▶ **PROBLEM DETAILS**
Retype all of the material below word for word, keeping every line in its original order.

▶ **DATA EXTRACT**
'''

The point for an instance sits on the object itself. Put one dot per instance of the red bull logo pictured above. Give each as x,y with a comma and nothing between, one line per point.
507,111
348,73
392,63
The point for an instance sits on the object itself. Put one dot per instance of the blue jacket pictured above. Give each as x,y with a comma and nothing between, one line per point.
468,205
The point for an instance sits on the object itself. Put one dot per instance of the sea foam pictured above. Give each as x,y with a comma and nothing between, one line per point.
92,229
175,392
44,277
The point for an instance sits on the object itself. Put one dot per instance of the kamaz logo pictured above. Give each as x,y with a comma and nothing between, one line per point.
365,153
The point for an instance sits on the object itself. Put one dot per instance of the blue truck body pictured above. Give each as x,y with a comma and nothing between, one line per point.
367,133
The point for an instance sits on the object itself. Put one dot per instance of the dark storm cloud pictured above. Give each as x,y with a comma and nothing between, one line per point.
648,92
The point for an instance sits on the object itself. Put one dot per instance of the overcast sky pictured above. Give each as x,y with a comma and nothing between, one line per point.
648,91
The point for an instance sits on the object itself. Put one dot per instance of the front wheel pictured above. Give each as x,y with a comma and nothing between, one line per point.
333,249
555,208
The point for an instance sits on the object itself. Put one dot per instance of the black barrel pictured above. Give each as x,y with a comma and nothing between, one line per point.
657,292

'''

▶ **ANSWER TO THE PROBLEM**
The point for an instance sits on the object itself. Put one dot per instance of the red bull logo pictured above. Give each as x,y with a comma and nothing between, one line per point.
507,111
348,73
392,63
The point for an instance sits on the object itself. Put one dot per instance of the blue jacket pictured above. Give each as x,y with a comma and nothing between, one line per point.
468,205
The point for an instance sits on the object itself. Put one dot per instance of the sea foam pictured above. Give each as x,y with a comma and nothing between, one line per point.
92,229
175,392
44,277
The point for an instance sits on the object itself. Put one dot per instance of the kamaz logo pictured above. Give each as x,y with a comma and nothing between, one line per point.
365,153
The point for an instance sits on the object itself. Put one dot per instance of the blue truck body pictured above. Give each as x,y with a comma and nothing between, one line per point.
367,133
The point for an instance sits on the object itself. Put one dot per instance of the dark storm cloud pictured above. Give each as x,y with a comma and nothing between, one line per point.
648,92
The point for an instance sits on the object itself. Put one dot per instance of the overcast sky pictured above. Give each as x,y with a comma and nothing between, one line per point.
648,91
The point for an instance sits on the object itself. Put one dot per instance of the front wheel pictured above. Give each as x,y with a comma and nothing between, one line per point.
333,249
555,208
The point for an instance sits on the object itself. Put one dot per instance of the black barrel pictured above. Give each as x,y with a comma and nothing between, one line per point.
657,292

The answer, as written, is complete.